--- begin Data entries ---
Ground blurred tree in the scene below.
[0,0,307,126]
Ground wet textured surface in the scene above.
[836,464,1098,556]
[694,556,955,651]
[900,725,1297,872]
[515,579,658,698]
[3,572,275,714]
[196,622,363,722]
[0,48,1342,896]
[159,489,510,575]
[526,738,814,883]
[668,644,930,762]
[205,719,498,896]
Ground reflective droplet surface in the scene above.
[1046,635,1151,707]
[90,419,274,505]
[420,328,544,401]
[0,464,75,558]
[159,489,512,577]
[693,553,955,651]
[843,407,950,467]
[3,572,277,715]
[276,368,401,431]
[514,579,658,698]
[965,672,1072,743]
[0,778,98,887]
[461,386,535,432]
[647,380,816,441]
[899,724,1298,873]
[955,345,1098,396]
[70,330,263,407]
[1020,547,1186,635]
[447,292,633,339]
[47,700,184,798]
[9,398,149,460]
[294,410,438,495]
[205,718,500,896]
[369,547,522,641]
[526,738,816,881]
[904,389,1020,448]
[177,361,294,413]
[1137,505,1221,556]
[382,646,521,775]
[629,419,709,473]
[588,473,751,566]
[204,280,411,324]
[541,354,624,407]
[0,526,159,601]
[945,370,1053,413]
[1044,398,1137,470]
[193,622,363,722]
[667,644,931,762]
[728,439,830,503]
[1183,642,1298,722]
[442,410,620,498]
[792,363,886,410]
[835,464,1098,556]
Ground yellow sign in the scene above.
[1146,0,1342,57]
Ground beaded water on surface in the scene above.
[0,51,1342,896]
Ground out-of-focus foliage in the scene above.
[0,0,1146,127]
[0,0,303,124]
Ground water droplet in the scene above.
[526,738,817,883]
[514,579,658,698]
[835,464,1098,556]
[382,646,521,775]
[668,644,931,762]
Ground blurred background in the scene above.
--- end Data entries ---
Stated task: Can you arrange the material from its start through the line containing "[205,719,498,896]" as a two-column CSV with the headers request and boxes? Give one row per request, with its text and its answer each in a single quoted field and line breaks replaced by spaces.

Reply to the exercise:
request,boxes
"Ground blurred tree in the scene below.","[0,0,307,126]"
"Ground wet textured surface in the scene above.","[836,464,1098,556] [694,556,955,651] [900,725,1297,872] [515,579,658,698] [3,572,275,714] [196,622,363,722] [0,48,1342,896] [159,489,510,575] [526,738,814,883] [668,644,930,762] [205,719,498,896]"